Please copy the entries between the line holding "Query: collar of beige jacket" and the line holding "(1211, 231)", inclusive, without any changes.

Dataset records —
--- START ---

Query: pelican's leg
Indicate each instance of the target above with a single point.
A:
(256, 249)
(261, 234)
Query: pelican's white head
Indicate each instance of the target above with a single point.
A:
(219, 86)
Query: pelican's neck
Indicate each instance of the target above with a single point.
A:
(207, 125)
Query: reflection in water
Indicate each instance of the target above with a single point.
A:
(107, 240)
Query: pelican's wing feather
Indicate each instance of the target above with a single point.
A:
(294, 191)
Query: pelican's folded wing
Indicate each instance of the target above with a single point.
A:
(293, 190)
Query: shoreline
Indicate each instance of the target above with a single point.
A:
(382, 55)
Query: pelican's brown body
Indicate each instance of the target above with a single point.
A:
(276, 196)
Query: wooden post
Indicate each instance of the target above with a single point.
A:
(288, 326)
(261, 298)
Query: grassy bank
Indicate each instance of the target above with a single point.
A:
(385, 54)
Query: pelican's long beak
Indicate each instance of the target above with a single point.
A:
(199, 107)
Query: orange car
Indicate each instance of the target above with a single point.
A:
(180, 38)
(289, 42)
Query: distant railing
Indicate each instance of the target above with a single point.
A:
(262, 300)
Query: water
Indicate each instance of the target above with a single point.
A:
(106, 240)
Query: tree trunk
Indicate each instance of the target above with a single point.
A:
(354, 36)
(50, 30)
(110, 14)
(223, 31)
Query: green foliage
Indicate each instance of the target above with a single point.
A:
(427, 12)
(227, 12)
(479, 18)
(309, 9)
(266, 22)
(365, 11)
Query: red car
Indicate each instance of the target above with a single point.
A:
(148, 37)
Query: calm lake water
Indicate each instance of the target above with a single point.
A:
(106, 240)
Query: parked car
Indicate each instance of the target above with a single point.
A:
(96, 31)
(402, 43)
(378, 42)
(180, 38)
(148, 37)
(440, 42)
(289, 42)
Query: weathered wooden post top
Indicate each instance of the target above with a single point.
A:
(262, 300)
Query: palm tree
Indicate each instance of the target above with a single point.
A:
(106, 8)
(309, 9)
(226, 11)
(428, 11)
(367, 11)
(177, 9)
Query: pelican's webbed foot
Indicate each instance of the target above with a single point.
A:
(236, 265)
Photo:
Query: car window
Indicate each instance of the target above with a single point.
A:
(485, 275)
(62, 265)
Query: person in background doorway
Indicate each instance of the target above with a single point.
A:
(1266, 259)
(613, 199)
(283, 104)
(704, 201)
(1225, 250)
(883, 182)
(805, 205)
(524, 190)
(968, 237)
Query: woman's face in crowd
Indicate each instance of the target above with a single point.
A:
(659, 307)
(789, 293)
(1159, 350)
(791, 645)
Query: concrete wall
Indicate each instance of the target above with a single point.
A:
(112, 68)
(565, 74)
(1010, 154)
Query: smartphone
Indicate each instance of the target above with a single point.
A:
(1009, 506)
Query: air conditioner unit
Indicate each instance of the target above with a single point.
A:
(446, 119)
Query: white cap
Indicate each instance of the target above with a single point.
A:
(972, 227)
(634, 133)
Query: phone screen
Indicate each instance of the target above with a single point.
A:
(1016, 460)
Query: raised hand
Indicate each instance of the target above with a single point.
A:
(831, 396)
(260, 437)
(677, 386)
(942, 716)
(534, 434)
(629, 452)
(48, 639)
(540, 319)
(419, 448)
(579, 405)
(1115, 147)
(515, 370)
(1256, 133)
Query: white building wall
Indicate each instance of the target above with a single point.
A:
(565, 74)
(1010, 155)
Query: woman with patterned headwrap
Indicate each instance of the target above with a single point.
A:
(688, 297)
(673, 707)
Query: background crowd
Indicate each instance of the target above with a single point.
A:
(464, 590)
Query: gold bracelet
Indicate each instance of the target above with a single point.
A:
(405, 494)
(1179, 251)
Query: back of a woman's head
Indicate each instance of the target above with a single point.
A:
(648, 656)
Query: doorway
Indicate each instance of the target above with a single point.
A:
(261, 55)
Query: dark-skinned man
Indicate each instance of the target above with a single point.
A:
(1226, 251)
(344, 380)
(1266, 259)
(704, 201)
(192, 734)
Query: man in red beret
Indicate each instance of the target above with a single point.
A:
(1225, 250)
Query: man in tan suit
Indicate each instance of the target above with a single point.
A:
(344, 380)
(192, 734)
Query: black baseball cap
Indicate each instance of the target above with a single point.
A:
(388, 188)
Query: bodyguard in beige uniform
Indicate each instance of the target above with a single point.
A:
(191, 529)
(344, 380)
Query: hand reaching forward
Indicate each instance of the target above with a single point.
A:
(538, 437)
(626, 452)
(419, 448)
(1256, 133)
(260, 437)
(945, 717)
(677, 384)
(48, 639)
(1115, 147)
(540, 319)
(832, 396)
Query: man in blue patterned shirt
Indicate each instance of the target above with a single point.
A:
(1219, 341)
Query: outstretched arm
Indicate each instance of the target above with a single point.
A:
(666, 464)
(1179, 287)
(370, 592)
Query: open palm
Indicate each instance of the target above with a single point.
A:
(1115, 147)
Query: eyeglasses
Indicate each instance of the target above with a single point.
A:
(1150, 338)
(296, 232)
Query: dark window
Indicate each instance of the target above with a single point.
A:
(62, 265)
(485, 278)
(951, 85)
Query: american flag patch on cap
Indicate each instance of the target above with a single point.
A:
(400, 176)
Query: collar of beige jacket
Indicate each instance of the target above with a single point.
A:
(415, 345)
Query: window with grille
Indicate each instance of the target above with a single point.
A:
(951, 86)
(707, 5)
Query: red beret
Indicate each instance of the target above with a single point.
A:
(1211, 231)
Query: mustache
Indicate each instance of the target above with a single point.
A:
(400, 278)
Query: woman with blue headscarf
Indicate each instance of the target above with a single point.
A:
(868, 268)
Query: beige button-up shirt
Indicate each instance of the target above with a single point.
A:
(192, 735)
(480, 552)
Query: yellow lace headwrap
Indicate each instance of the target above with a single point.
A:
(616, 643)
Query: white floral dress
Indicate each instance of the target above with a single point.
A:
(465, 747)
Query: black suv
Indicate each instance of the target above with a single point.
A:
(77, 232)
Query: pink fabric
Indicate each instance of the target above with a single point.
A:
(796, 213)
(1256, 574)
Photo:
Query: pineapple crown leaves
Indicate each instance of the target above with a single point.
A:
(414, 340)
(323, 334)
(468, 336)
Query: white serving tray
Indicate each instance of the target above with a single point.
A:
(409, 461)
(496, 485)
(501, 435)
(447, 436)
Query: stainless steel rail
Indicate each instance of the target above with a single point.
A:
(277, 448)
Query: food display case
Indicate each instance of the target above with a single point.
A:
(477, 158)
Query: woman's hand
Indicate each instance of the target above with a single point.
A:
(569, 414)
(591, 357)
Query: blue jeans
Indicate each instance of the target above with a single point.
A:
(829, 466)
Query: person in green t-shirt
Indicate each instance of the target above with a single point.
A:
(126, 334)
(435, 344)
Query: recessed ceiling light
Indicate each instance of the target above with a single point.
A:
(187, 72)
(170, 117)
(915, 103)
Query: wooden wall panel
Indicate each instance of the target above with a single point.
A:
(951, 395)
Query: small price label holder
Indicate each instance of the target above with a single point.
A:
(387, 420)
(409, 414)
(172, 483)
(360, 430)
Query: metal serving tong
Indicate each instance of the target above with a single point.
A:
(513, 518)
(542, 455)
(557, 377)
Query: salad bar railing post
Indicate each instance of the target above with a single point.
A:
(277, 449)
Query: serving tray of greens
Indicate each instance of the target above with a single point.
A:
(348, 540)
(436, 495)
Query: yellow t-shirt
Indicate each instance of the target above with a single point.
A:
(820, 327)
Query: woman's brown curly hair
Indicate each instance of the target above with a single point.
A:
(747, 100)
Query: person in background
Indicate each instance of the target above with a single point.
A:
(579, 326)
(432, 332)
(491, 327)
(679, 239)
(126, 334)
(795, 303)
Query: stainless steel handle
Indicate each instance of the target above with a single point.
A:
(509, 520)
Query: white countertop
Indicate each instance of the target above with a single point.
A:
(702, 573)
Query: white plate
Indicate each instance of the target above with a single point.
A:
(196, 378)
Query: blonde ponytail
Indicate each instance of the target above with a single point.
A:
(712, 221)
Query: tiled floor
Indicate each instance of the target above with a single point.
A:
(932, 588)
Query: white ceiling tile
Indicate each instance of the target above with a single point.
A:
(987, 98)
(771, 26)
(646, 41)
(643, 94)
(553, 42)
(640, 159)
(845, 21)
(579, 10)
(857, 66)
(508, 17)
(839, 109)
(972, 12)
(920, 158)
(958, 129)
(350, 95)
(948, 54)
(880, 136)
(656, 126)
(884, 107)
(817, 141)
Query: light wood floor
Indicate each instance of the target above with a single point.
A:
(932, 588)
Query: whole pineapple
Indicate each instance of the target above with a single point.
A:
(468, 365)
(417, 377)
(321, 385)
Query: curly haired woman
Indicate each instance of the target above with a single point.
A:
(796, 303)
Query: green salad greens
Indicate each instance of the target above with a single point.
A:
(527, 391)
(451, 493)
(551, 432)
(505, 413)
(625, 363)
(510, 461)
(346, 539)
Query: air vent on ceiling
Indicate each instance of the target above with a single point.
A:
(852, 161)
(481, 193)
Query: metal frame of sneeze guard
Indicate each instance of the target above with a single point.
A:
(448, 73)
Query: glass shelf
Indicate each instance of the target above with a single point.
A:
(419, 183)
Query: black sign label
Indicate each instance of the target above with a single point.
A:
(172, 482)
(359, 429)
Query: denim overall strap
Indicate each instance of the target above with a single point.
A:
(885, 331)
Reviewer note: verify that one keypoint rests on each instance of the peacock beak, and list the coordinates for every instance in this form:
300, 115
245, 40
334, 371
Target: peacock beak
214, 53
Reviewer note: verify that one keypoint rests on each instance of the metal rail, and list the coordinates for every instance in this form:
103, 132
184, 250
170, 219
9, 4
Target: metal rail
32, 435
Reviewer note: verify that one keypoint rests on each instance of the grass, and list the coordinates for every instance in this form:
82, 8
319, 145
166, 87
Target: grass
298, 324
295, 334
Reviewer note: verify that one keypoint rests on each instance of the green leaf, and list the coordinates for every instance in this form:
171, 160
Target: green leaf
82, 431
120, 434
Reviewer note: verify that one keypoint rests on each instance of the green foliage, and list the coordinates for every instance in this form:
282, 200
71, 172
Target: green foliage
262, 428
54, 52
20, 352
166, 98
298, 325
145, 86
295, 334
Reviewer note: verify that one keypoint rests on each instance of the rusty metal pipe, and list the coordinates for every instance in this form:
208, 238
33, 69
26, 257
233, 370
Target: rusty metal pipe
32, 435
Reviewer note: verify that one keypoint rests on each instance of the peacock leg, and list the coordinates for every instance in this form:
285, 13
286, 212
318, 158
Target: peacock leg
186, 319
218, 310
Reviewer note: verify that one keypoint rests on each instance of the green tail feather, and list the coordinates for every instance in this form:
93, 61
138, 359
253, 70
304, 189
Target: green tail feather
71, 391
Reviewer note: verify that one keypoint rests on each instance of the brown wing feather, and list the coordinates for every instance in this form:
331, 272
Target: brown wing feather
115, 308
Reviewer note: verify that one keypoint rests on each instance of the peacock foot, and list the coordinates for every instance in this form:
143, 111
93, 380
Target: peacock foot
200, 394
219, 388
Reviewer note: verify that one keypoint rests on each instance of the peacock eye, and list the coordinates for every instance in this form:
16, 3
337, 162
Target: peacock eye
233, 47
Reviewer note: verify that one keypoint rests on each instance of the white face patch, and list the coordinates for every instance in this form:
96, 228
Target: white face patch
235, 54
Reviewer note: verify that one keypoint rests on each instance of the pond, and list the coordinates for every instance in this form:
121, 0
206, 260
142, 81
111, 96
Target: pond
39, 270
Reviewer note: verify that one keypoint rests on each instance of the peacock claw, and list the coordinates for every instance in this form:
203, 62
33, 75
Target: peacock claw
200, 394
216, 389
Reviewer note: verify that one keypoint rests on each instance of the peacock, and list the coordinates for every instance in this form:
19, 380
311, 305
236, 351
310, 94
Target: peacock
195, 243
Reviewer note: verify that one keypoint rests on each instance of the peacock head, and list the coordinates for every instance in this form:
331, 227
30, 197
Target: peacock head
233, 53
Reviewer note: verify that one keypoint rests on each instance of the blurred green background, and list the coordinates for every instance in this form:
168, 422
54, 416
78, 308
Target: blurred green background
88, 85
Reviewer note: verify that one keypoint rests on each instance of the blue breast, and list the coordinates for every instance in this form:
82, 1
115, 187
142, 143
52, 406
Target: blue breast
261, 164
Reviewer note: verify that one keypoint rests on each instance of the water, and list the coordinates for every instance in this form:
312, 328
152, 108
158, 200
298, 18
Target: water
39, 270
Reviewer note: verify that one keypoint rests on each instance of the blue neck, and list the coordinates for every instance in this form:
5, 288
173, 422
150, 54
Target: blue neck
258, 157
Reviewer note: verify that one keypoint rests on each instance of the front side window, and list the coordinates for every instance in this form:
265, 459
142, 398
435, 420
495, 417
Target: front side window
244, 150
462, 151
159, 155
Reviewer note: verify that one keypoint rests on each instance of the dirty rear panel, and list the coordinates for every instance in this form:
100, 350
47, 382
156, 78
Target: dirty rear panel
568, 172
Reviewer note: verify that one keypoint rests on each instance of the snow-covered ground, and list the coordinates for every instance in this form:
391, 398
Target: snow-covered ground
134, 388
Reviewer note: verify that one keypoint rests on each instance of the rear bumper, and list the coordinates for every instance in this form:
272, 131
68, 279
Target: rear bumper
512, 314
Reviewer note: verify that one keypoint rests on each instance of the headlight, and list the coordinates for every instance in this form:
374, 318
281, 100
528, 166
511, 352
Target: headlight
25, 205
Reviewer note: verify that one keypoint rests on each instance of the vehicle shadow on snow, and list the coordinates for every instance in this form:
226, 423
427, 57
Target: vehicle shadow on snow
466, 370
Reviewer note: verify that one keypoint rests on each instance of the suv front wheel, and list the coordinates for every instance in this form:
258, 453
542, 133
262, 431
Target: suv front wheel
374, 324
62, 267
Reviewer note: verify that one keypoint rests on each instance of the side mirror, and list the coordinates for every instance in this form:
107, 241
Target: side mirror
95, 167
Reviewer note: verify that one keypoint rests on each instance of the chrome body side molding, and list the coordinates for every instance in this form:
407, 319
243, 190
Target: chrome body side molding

--- END ---

Solution to this problem —
Query: collar of beige jacket
Indicate each instance of the target above with a single point.
A:
(415, 345)
Query: window with grille
Indicate each instance of the target above with a single point.
A:
(951, 86)
(707, 5)
Query: red beret
Indicate each instance of the target above with a single point.
A:
(1211, 231)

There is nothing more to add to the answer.